[start Given entries]

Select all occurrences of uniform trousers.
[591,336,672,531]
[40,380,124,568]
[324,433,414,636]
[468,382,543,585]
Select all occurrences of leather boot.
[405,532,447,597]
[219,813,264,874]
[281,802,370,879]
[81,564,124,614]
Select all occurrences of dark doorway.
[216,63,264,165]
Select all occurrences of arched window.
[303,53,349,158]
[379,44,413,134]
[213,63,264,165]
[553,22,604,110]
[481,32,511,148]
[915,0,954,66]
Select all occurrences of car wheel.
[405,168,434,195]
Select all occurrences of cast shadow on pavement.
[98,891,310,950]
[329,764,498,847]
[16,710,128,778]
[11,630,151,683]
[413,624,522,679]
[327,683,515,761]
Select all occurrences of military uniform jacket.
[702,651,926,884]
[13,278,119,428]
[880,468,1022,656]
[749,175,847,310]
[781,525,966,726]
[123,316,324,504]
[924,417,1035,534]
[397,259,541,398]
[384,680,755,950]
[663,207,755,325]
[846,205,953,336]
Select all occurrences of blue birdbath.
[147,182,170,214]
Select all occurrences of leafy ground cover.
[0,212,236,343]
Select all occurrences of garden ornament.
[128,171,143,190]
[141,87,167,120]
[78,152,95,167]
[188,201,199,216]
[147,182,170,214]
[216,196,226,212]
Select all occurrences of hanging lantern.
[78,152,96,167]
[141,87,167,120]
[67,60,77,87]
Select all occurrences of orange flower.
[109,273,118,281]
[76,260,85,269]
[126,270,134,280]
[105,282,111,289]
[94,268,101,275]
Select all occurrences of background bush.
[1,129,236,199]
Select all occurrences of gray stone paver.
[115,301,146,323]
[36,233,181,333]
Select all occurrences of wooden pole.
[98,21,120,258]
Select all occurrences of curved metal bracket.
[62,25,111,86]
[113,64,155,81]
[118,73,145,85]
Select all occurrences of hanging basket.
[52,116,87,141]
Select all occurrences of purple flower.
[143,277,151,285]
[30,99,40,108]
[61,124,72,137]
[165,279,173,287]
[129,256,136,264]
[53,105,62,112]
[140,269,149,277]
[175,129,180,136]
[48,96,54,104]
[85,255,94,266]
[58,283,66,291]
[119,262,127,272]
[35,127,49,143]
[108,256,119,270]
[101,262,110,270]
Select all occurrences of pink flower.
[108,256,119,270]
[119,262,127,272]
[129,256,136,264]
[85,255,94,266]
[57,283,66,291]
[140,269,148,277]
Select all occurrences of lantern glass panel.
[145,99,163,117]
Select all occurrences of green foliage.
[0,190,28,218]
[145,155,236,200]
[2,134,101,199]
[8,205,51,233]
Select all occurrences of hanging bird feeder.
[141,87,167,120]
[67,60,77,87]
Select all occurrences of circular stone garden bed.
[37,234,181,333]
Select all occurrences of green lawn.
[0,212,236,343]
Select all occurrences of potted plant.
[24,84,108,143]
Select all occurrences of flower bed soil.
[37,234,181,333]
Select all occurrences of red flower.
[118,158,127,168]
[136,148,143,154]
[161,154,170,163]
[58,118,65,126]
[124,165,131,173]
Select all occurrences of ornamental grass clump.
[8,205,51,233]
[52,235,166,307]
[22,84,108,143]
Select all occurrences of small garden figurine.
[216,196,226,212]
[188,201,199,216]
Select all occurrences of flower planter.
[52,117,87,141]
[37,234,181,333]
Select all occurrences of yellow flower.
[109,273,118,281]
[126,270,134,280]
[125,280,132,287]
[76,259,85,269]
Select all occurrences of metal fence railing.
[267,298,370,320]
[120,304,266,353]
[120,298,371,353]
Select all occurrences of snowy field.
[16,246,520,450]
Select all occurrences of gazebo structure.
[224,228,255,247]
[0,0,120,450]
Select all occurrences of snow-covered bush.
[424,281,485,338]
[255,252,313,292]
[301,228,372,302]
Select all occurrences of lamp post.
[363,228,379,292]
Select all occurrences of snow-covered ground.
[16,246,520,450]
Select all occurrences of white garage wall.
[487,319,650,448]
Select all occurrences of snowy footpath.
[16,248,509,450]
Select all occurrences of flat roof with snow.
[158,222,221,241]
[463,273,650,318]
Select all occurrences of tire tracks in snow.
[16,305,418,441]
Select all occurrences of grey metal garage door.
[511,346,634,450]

[end Given entries]

**Work to complete**
Starting at the line containing "Select all occurrences of green foliage." and ending at the last line of the records, both included, reproduce every line with its request, shifting each bounding box coordinate in the answers by adding 55.

**Exercise output**
Select all occurrences of green foliage.
[55,245,83,273]
[200,210,291,255]
[57,189,156,254]
[63,260,106,288]
Select all occurrences of hanging bird feeder.
[196,142,222,175]
[122,115,132,142]
Select all occurrences of circular stone garden bed.
[92,289,236,388]
Select all occurrences of green lawn.
[55,267,291,398]
Select all occurrences of potted plant.
[79,139,163,198]
Select all occurrences of flower bed soil.
[92,289,236,388]
Select all occurrences of red flower.
[173,213,182,223]
[191,203,198,209]
[216,209,225,218]
[113,173,120,181]
[179,220,186,228]
Select all occurrences of ornamental grass clump.
[63,260,106,288]
[107,290,221,362]
[77,139,163,198]
Select all occurrences of small garden figurine.
[271,251,281,267]
[243,256,254,271]
Select all occurrences of flower planter.
[107,172,142,196]
[92,289,236,388]
Select all occurrences of yellow flower.
[164,328,173,336]
[181,325,189,335]
[180,335,187,342]
[131,314,140,324]
Select all occurrences of metal fence railing.
[322,353,425,375]
[175,359,321,408]
[175,353,426,408]
Select all occurrences of snowy field.
[71,301,575,505]
Select all occurrences of gazebo structure.
[279,283,310,302]
[55,55,175,505]
Select all occurrences of snow-covered bush.
[479,336,540,393]
[310,307,368,347]
[356,283,427,357]
Select all occurrences of lamp post.
[418,283,434,347]
Select all occurrences of snow-covered ground.
[71,301,575,505]
Select all occurrences of white garage wall.
[542,374,705,503]
Select all occurrences of snowy footpath.
[71,303,564,505]
Select all occurrences of flat roof with snow.
[213,277,276,296]
[518,328,705,373]
Select all occurrences of tire tracks in snow.
[71,360,473,496]
Select all occurrences of grey metal garage door.
[566,401,689,505]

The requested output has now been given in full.